Task requirements
Move every line from the first one through the line holding "291;271;339;331", inclusive, into your reply, and add 104 to each bounding box coordinate while leaving all other text unchanged.
========
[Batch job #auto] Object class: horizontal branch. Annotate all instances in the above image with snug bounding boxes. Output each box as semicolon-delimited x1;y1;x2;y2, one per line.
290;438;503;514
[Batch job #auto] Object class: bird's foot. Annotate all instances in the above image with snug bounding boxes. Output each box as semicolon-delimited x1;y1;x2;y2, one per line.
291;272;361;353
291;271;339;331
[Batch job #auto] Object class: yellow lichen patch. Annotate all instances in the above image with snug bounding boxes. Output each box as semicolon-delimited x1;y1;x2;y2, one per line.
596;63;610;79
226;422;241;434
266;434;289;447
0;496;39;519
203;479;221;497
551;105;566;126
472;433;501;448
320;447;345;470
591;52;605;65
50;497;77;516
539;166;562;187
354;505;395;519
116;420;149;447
========
Solution to the exercise
[Batch job #auto] Object class: horizontal branch. Annotate all instances in the above image with snug bounding boxes. Output each box as semicolon-delimited x1;y1;x2;y2, one per line.
394;542;607;618
[Batch job #auto] Object class: bird's foot. Annotate all instances in the above image with snug bounding boxes. Output each box as semicolon-delimited x1;y1;x2;y2, one per line.
395;376;465;457
395;375;443;435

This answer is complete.